ENTRIES SUPPLIED
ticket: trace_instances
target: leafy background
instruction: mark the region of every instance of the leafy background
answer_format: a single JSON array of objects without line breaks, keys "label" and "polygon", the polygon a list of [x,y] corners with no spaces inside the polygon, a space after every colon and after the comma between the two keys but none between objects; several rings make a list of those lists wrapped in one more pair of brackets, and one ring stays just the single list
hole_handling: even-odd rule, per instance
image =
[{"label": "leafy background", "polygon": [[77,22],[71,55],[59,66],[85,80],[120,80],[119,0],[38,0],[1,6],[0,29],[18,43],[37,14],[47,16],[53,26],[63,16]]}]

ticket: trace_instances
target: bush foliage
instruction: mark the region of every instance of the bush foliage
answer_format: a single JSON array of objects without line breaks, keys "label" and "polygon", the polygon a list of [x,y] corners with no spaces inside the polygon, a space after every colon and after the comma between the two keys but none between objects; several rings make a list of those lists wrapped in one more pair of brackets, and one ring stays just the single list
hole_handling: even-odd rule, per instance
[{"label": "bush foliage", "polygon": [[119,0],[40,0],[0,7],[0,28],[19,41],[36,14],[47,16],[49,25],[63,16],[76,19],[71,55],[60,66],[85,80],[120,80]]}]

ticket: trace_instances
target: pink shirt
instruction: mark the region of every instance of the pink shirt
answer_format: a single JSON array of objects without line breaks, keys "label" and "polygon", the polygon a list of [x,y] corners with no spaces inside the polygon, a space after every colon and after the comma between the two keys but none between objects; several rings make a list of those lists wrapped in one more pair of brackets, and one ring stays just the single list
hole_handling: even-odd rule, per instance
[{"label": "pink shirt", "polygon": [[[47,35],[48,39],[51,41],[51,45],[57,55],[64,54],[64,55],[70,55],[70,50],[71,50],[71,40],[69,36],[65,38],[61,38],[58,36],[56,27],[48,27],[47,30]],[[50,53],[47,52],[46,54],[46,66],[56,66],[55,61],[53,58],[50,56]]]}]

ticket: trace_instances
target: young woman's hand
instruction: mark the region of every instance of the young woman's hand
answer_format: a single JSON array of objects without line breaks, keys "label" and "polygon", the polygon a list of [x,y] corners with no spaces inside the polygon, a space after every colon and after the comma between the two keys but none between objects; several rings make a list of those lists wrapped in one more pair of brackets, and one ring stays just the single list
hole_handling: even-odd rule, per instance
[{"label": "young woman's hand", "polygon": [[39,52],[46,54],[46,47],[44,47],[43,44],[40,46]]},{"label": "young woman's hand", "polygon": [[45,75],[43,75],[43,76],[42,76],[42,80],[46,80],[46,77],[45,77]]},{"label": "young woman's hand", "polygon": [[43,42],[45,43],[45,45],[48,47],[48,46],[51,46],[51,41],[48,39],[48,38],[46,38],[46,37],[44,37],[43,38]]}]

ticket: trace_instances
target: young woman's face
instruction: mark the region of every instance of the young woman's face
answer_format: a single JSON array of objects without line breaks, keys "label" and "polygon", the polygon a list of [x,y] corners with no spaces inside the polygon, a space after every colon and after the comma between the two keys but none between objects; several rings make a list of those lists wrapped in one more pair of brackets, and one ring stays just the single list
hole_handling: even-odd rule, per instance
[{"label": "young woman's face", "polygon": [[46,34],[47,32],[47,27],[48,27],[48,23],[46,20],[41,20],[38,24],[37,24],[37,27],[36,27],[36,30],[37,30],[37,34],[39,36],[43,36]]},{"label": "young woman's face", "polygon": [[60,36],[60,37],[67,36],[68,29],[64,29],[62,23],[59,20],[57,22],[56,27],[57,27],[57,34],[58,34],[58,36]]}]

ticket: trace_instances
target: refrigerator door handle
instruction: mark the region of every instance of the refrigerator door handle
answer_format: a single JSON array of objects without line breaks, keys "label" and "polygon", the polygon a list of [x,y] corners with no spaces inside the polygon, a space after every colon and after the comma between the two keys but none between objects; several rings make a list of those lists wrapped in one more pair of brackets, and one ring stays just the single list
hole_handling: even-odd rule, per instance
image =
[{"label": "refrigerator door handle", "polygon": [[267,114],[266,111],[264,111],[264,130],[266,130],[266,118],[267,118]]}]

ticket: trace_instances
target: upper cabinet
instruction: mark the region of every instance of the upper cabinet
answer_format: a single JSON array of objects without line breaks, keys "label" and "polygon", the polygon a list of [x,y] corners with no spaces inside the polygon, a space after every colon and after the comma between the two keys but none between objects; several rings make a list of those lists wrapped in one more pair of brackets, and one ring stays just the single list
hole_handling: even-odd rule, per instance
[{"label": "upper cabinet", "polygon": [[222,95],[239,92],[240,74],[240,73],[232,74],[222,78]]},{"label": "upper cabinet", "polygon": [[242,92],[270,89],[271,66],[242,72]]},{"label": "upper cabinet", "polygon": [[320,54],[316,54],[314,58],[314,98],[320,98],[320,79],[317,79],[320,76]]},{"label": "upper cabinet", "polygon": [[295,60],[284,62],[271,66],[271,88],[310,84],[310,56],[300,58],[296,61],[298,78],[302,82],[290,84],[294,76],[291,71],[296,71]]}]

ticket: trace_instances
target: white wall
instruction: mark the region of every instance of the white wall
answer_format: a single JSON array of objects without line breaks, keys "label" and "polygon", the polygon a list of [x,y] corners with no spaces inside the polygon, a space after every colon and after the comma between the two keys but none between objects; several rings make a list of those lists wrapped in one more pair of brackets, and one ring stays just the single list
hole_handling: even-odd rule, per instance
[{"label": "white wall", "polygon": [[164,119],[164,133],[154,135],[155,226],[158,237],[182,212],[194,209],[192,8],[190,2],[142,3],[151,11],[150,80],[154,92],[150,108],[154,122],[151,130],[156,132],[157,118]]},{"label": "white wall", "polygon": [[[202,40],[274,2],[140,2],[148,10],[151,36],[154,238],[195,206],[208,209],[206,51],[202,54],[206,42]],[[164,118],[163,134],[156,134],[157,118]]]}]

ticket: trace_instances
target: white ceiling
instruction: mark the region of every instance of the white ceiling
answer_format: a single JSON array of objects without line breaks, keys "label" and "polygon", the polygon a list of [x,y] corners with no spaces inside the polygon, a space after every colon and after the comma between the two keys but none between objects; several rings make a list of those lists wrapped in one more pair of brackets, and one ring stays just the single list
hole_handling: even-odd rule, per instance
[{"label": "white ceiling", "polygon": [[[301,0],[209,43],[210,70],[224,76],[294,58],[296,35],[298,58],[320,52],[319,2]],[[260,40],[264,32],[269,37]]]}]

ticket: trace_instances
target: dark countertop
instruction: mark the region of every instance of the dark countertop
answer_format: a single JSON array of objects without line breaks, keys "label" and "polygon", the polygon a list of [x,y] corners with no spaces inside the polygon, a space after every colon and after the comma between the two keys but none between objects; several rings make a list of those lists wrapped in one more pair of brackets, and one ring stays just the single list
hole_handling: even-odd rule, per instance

GOAL OF THE EXERCISE
Quote each line above that contains the word "instruction", keeping in mind that case counts.

RESULT
instruction: mark the region of every instance of the leafy background
instruction: mark the region of every instance of the bush foliage
instruction: mark the region of every instance of the pink shirt
instruction: mark the region of every instance of the young woman's hand
instruction: mark the region of every instance of the young woman's face
instruction: mark the region of every instance of the refrigerator door handle
instruction: mark the region of every instance of the upper cabinet
instruction: mark the region of every instance of the white wall
instruction: mark the region of every instance of the white ceiling
instruction: mark the region of every instance of the dark countertop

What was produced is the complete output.